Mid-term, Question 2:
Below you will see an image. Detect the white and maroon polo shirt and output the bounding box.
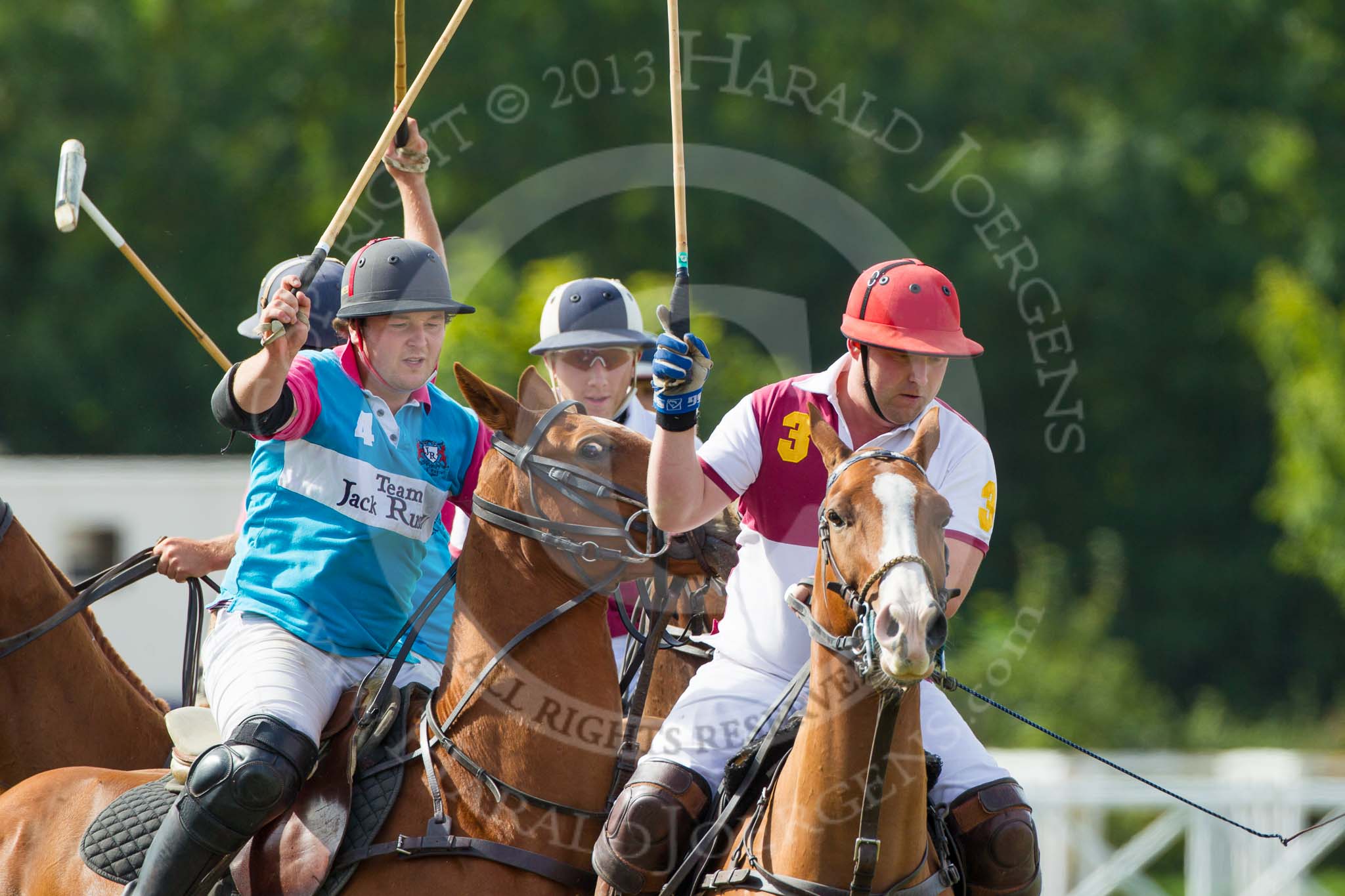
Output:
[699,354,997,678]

---

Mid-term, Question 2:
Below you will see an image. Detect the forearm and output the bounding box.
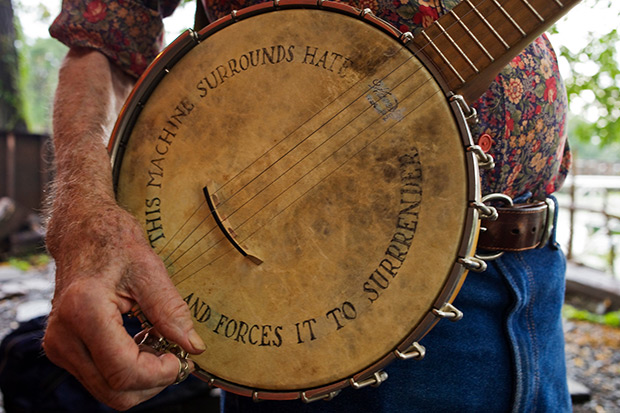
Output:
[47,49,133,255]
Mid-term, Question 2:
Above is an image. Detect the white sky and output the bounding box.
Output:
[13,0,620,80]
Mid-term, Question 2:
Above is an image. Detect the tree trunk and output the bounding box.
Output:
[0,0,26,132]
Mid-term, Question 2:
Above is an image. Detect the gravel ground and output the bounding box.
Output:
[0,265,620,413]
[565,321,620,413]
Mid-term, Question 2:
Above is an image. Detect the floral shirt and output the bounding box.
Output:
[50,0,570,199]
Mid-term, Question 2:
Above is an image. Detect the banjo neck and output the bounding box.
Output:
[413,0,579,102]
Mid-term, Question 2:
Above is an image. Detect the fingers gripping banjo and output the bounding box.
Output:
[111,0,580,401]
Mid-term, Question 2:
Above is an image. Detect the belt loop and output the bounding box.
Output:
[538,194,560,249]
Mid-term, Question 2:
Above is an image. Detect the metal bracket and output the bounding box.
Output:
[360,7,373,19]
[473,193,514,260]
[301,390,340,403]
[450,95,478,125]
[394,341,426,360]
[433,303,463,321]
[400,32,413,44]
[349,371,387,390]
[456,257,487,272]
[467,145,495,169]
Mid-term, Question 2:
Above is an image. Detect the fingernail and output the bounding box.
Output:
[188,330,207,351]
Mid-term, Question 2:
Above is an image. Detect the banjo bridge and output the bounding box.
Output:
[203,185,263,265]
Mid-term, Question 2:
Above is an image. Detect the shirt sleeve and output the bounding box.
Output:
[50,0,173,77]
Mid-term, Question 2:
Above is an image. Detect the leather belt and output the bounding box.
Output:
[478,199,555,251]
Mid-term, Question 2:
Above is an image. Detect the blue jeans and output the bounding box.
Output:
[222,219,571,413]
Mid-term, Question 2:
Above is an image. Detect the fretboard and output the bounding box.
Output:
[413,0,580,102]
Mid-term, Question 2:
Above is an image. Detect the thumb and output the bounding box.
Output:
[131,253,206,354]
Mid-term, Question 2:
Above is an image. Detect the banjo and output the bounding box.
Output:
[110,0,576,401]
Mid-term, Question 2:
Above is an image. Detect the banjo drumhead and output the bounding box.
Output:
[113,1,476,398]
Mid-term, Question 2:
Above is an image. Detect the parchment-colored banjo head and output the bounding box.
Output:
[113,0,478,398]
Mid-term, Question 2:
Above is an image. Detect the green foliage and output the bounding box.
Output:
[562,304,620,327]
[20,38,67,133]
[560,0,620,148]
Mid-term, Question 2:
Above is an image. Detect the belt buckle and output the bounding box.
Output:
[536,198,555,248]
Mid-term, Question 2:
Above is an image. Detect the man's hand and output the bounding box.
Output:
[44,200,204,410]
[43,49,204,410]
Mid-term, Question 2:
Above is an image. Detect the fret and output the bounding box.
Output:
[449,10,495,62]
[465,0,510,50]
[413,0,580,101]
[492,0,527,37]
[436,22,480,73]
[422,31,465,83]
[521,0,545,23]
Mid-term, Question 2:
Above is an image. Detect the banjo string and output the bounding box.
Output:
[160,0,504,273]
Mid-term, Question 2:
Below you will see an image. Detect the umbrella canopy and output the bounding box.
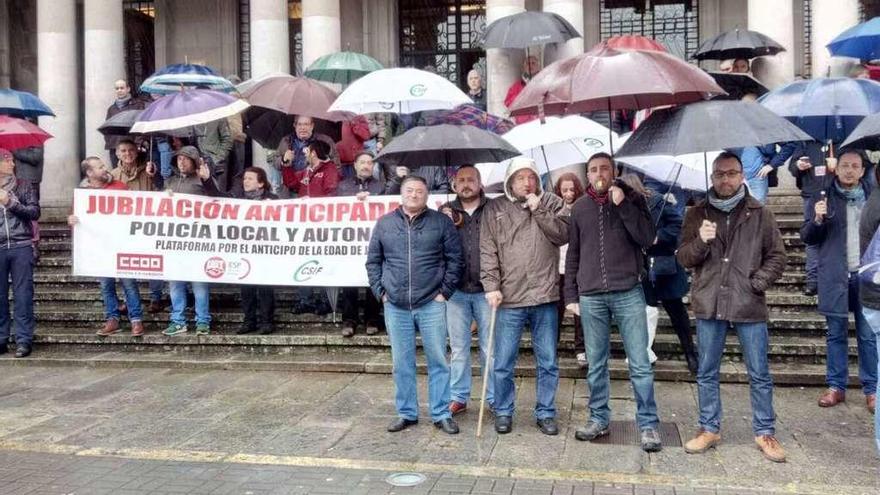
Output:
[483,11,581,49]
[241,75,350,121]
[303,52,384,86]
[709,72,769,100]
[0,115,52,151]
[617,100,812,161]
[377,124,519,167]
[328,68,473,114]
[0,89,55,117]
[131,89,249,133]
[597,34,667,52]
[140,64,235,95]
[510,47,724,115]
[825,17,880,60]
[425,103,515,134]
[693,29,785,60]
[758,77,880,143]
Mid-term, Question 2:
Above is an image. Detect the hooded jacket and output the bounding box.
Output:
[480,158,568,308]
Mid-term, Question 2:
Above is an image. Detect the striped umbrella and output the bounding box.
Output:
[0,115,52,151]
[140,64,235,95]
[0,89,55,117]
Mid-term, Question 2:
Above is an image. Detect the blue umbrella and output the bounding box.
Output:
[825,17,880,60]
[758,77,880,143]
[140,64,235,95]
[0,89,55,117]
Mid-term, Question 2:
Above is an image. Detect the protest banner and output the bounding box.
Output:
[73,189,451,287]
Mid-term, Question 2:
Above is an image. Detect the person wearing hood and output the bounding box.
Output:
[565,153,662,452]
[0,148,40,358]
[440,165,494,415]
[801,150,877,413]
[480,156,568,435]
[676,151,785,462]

### Description of the task
Pull out every line of the entries above that contains the word "umbrella", copying each line in full.

### Exercise output
Below you will see an image. Detect the umbrella canopy and output the bounding box.
Above is an image. Detect the striped umbrella and output the bounding box.
Above is an image. Detect the blue umbrella and output the bounding box.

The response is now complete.